§ **Records for the exercise**:
## start
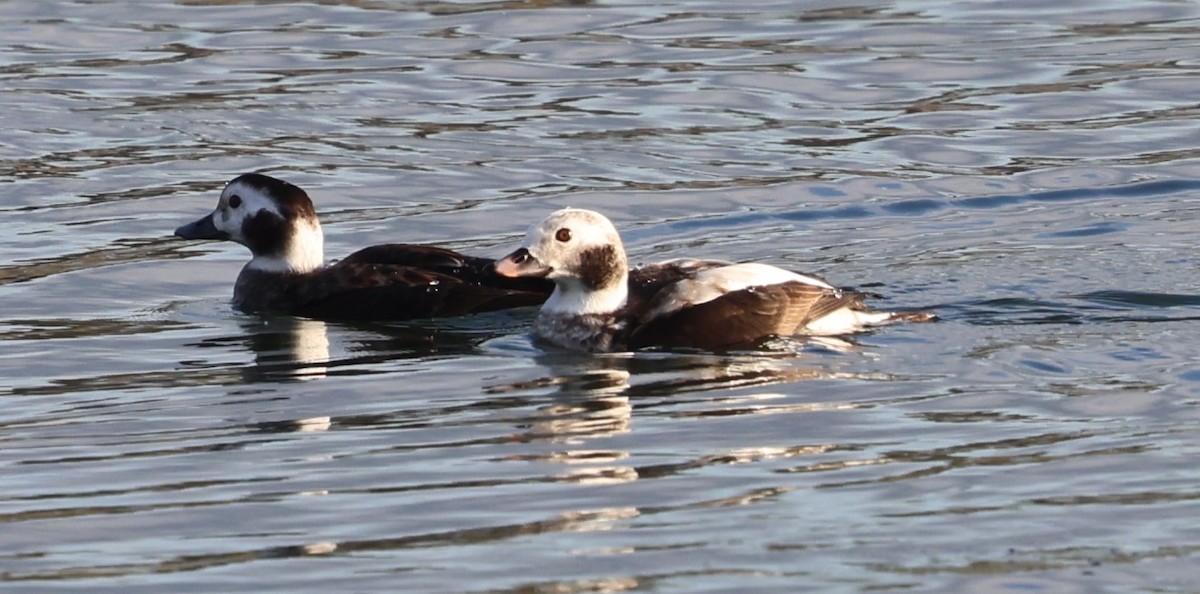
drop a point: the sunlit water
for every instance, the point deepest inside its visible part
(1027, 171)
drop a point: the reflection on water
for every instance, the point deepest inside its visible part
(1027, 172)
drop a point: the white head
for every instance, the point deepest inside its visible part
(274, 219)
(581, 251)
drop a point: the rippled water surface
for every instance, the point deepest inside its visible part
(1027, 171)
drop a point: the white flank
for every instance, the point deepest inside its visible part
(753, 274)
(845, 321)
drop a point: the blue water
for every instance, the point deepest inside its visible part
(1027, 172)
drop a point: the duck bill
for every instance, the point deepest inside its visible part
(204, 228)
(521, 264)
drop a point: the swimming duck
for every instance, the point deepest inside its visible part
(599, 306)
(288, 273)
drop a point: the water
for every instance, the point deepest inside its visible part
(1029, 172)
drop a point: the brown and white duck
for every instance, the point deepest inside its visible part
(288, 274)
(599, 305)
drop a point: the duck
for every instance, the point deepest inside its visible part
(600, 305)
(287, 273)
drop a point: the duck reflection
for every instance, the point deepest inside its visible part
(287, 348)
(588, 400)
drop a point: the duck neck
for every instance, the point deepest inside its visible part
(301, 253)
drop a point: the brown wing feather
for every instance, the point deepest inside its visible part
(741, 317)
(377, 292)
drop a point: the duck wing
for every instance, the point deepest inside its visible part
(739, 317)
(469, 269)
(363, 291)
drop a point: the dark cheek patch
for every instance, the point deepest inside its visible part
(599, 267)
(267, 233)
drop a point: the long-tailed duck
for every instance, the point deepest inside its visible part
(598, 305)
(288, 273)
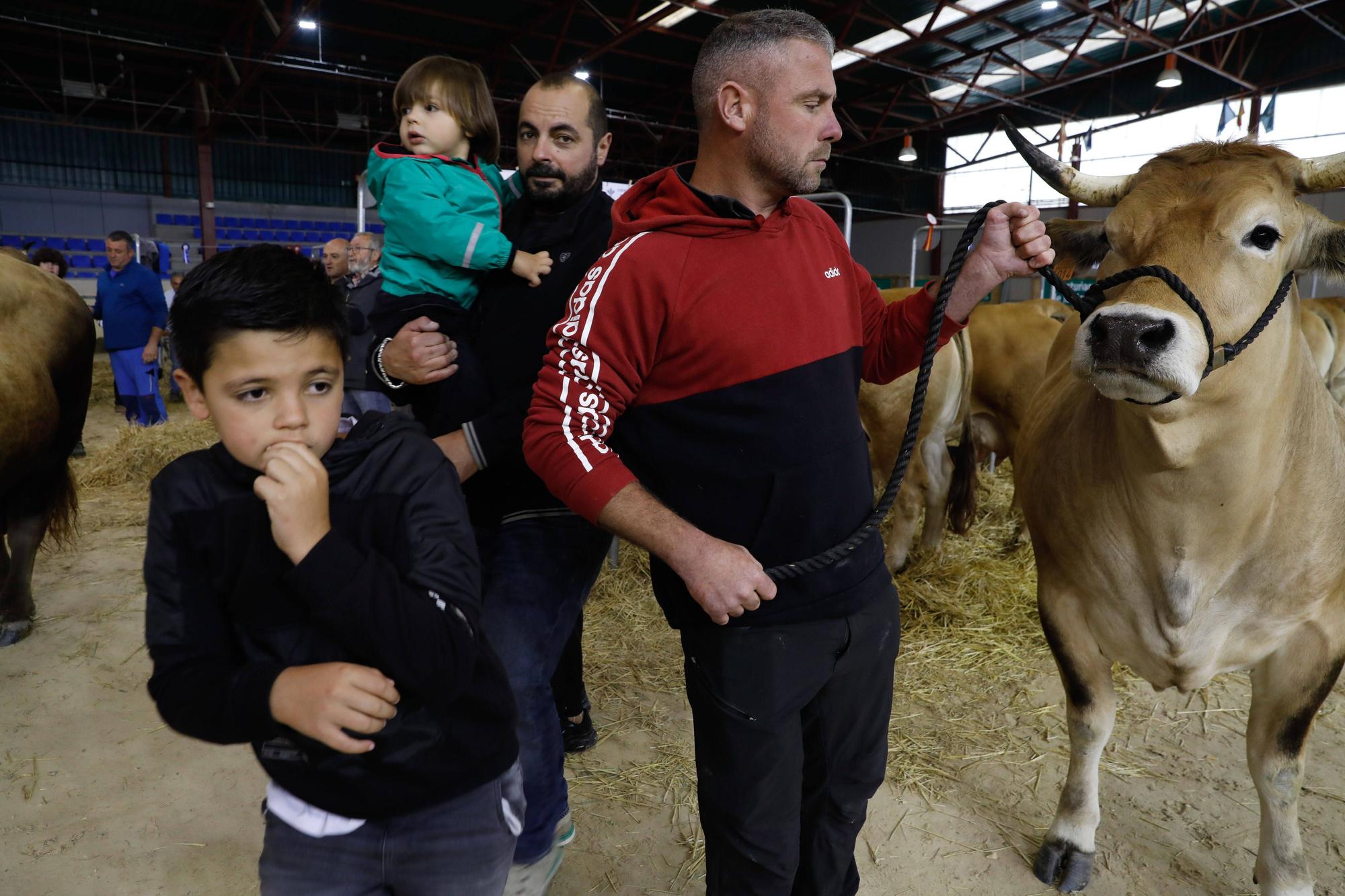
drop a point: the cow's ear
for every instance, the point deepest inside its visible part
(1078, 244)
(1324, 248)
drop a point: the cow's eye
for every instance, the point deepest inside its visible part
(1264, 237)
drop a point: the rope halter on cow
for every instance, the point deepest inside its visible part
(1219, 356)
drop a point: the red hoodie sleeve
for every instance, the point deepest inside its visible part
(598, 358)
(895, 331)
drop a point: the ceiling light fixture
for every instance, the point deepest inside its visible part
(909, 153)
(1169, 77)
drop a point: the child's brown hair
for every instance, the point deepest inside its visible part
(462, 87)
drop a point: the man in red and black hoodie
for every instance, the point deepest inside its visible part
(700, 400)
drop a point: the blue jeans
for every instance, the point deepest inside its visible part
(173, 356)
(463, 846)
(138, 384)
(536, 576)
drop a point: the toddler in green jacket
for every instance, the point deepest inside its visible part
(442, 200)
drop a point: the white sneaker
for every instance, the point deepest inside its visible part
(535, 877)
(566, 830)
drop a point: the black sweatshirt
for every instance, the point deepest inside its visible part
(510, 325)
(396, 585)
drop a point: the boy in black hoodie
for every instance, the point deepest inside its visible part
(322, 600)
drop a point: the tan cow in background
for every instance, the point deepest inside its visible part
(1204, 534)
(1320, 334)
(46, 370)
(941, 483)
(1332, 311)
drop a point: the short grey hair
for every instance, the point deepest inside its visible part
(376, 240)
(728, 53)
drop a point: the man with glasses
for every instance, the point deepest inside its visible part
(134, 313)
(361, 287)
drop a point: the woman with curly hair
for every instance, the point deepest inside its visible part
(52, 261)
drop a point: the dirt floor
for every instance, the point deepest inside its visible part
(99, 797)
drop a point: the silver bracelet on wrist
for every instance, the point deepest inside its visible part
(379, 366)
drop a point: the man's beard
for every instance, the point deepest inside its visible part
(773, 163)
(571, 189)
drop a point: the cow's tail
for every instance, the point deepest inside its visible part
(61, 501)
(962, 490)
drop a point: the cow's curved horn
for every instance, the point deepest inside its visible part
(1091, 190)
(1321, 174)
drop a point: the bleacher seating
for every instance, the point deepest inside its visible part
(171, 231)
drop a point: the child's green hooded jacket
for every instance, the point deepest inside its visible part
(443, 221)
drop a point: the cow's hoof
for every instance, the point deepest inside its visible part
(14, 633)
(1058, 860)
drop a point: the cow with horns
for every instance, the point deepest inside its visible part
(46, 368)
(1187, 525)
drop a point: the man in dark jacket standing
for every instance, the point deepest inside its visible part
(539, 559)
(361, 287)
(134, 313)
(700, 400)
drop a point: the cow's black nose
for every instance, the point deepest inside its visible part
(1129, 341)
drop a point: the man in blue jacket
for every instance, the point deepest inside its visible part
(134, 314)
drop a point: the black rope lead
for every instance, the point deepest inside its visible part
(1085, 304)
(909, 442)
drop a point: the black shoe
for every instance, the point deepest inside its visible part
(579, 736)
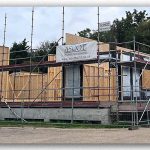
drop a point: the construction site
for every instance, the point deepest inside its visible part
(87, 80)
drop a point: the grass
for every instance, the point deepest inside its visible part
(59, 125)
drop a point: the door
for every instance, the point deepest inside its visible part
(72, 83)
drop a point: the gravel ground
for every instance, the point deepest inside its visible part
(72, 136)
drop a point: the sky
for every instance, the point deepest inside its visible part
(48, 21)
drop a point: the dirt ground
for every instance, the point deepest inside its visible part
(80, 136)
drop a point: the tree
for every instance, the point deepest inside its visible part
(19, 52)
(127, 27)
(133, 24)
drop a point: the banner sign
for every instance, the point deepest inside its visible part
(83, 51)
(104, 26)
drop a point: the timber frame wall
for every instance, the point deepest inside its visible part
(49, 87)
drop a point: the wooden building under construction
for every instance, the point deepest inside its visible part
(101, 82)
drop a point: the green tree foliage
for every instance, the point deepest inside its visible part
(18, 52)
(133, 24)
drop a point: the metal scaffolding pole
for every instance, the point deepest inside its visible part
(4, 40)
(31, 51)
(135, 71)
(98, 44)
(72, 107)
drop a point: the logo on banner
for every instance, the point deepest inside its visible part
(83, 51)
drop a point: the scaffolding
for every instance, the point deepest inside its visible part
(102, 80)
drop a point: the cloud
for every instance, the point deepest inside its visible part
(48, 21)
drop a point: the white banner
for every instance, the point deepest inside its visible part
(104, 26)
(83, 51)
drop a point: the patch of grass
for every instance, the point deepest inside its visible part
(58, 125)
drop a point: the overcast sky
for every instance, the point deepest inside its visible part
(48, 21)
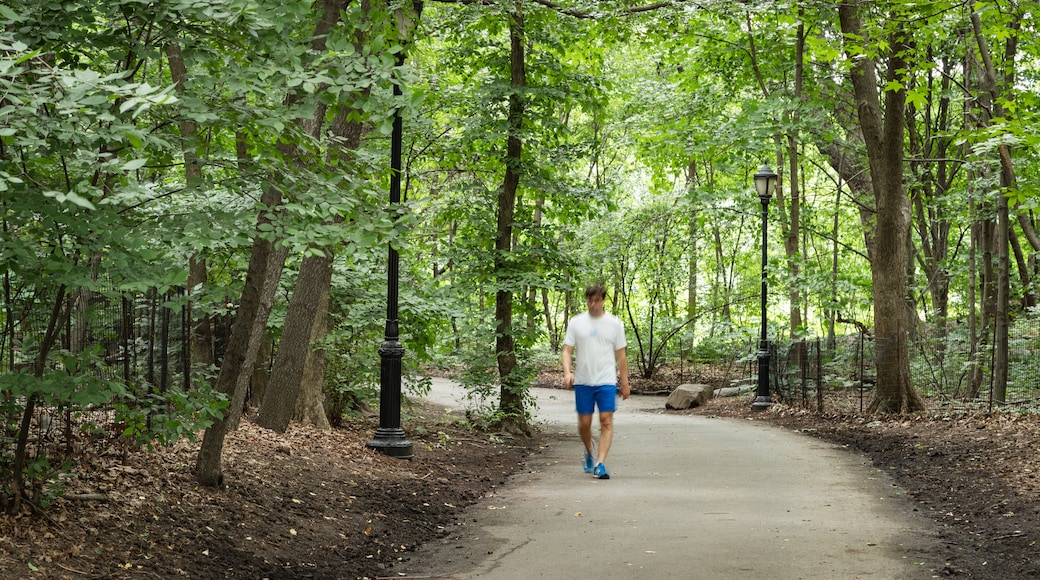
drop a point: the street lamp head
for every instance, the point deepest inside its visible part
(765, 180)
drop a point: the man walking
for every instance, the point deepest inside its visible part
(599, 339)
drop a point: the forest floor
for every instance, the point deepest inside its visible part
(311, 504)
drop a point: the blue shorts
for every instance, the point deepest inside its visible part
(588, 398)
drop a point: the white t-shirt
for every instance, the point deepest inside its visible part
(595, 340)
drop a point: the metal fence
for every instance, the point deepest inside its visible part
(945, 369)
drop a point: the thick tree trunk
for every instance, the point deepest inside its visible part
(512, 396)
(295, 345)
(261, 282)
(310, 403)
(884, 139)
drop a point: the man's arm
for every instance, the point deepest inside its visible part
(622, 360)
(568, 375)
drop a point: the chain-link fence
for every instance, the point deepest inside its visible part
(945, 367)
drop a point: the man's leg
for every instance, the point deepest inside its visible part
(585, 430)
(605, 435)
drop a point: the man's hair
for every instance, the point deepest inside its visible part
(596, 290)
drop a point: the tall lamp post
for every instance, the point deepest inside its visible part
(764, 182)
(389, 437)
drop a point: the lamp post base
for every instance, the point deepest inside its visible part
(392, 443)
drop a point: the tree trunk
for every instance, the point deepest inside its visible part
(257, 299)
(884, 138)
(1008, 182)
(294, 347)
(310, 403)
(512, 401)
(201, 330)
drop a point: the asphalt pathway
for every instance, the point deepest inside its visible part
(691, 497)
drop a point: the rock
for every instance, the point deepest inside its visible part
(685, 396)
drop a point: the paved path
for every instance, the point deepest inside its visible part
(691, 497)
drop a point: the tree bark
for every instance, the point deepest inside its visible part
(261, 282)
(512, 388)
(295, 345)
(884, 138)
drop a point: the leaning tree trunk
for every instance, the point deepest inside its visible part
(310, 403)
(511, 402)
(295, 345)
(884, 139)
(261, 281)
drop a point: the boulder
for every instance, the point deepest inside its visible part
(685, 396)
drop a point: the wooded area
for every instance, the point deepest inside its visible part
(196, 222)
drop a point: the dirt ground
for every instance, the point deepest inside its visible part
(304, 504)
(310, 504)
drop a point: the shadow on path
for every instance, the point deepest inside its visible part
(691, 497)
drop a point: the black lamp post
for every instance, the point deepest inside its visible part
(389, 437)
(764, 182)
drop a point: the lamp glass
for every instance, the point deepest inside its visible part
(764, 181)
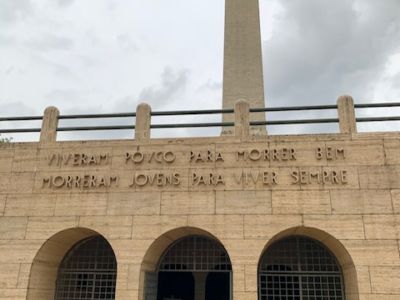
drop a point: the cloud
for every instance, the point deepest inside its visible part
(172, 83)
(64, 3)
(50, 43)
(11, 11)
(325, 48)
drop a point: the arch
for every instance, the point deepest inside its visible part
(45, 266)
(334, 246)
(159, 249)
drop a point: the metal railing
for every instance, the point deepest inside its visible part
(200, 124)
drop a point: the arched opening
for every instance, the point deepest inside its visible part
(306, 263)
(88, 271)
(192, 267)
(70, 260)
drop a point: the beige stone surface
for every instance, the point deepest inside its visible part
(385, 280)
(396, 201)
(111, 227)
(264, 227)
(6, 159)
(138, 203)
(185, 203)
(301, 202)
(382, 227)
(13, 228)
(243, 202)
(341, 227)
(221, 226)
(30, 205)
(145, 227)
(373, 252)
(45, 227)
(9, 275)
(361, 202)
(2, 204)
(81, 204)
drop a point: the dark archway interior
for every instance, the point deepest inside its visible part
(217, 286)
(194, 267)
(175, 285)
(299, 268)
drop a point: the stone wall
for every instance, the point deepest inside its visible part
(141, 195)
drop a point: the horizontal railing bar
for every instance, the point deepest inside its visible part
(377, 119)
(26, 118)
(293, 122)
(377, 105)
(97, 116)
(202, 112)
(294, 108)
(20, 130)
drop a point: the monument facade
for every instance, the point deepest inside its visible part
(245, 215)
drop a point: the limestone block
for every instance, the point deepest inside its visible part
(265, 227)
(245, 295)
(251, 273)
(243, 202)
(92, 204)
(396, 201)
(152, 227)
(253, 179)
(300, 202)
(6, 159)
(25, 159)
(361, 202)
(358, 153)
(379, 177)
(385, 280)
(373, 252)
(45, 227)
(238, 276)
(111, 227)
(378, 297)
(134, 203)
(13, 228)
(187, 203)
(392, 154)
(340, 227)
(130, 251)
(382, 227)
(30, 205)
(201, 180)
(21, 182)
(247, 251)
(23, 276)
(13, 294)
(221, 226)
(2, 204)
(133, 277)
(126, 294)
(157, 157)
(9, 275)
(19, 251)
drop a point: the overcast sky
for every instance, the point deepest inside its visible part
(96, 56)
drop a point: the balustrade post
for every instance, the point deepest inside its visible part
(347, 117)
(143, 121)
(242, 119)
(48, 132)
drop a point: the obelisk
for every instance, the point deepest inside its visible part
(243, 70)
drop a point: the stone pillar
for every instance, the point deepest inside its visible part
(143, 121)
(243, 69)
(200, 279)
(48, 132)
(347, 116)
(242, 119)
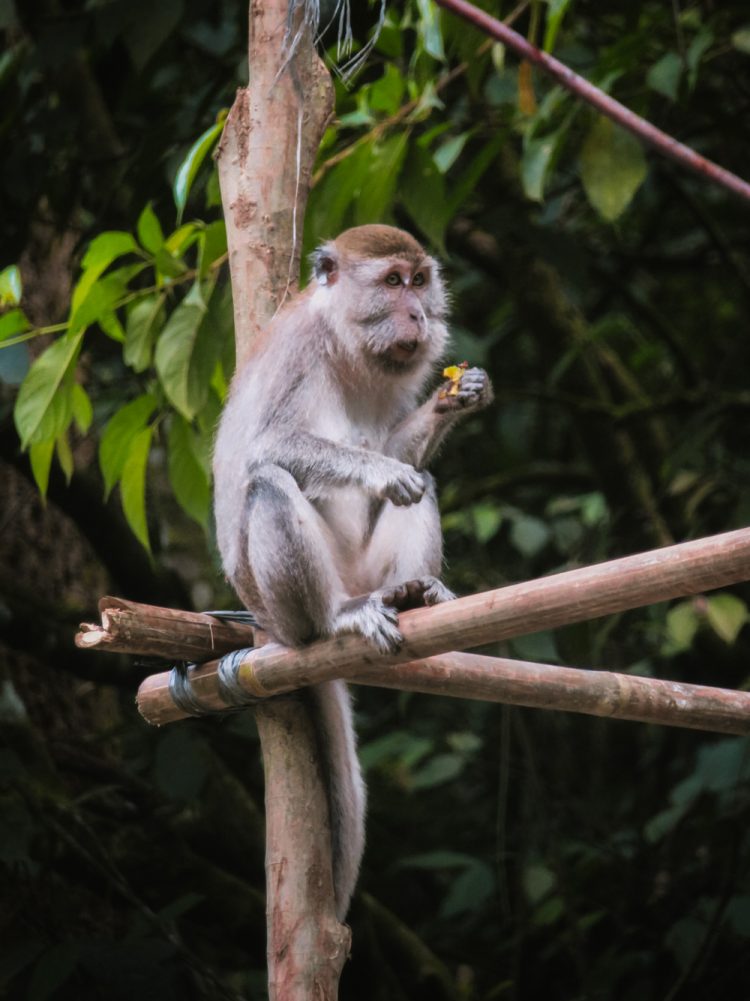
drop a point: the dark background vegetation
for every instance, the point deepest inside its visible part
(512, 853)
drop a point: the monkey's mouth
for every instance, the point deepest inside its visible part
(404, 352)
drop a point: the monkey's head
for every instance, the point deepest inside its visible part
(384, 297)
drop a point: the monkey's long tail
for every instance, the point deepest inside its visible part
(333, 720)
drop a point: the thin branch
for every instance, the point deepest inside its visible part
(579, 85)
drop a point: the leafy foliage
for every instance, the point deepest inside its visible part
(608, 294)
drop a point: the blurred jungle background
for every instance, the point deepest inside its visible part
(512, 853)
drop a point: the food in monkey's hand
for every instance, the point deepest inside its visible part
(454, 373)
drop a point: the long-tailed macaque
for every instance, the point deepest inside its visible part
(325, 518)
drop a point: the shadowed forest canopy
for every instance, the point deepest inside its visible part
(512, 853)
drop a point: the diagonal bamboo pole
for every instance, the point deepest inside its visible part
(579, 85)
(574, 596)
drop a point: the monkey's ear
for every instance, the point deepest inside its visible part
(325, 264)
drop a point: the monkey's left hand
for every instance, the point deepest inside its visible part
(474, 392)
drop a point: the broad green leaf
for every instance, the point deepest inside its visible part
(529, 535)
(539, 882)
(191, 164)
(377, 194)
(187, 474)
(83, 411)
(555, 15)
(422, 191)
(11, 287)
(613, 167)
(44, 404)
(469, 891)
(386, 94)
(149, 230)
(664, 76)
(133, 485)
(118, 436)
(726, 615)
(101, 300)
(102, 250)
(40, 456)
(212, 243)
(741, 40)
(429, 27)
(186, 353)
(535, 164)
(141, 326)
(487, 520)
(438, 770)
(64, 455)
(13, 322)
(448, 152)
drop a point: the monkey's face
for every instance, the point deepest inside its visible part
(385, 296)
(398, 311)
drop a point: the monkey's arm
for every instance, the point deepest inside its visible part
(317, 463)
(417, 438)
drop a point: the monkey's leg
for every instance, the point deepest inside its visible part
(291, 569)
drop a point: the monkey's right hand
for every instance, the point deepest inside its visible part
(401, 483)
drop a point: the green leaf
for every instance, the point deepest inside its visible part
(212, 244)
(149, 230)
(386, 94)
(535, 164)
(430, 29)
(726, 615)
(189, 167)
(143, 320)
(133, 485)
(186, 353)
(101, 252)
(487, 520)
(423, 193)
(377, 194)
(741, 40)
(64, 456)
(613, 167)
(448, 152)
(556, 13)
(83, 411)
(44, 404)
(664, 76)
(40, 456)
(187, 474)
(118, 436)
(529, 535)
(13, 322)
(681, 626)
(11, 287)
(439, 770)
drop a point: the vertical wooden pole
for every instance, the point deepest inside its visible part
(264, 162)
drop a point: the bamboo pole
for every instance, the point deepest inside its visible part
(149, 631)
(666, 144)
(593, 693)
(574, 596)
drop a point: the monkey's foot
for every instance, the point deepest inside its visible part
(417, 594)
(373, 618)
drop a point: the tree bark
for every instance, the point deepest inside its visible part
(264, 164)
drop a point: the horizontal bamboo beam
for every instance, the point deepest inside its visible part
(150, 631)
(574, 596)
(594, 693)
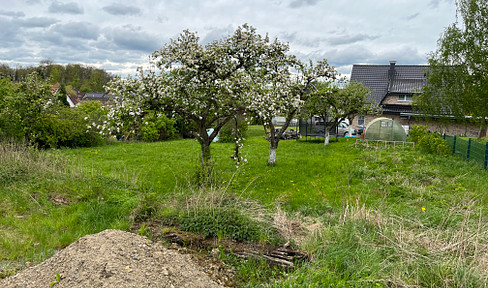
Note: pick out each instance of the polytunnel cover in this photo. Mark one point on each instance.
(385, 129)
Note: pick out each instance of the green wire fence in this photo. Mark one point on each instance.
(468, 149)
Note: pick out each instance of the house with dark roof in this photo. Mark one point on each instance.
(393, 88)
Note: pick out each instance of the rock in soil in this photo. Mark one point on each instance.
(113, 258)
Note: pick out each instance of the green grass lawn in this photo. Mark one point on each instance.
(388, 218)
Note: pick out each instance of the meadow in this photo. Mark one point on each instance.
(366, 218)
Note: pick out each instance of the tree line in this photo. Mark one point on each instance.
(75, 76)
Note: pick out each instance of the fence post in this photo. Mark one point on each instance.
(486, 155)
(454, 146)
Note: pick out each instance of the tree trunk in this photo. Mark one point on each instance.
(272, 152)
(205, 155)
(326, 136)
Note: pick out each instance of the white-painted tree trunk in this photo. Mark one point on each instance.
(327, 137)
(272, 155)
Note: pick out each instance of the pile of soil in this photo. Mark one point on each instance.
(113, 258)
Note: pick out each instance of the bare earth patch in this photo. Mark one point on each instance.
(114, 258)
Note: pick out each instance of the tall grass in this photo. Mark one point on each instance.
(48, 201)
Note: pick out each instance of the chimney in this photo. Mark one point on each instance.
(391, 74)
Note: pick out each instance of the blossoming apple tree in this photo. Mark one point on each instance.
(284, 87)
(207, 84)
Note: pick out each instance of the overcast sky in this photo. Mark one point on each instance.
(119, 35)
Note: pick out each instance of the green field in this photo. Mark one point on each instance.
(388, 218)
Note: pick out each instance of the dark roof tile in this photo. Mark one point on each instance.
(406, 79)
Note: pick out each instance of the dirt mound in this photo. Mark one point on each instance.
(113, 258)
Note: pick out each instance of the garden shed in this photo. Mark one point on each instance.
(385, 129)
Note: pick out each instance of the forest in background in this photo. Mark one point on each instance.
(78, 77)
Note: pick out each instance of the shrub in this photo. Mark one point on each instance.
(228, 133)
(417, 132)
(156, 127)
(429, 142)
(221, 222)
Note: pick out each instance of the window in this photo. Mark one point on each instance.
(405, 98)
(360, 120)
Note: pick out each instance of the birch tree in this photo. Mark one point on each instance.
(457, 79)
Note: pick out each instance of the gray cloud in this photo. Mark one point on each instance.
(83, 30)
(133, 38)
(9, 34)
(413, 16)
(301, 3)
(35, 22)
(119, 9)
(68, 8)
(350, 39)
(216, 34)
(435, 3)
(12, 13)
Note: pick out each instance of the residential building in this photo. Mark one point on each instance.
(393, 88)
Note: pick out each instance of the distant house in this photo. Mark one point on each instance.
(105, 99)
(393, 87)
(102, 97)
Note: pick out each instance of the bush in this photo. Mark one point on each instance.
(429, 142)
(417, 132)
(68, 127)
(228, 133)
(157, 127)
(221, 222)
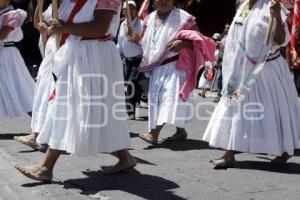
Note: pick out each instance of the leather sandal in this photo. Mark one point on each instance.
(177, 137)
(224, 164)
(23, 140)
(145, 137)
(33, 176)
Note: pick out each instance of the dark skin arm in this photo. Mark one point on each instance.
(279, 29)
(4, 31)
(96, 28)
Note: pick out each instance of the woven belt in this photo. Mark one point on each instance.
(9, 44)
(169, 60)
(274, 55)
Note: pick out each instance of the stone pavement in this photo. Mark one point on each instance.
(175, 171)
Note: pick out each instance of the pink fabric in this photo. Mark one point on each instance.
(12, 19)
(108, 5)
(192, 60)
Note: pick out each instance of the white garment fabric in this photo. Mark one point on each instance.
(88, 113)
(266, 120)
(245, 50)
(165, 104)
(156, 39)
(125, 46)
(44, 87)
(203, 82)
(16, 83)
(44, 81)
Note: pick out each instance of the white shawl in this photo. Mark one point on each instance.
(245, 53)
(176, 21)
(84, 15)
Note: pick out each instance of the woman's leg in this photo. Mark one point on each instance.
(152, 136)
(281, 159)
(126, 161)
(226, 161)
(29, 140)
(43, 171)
## end
§ **Directive**: Output, unchanged, the lines from the line with "Note: pick out each instance of the leather" through the final line of the material.

§ **Response to this exercise**:
Note: pick out each instance of the leather sandal in this photo. Mark one point on each instance.
(177, 137)
(224, 164)
(23, 140)
(145, 137)
(33, 176)
Note: pick out each instance of the dark skin arm in this photo. Mark one point on each instance.
(279, 29)
(4, 31)
(96, 28)
Note: pick out each instance of the woven belt in this photo. Mark one point on each instance.
(9, 44)
(169, 60)
(274, 55)
Note: pick out each instance of the stone pavement in this photo. Mark one point on each instance.
(175, 171)
Note: pick out each instance of the pink fabric in this photo. Mark one point on each instance.
(12, 19)
(108, 5)
(192, 60)
Note: pick out each instance of the white garment fabric in this photo. Mark one point on each instance.
(88, 113)
(266, 120)
(245, 50)
(165, 104)
(156, 39)
(125, 46)
(44, 87)
(203, 82)
(16, 83)
(44, 81)
Note: pick out each instance of the white shawl in this photo. Mark one point on each instance.
(245, 53)
(176, 21)
(84, 15)
Note: pick out each instance of the woman's leg in this photo. Mark one point on each instance.
(152, 136)
(281, 159)
(126, 161)
(226, 161)
(29, 140)
(43, 171)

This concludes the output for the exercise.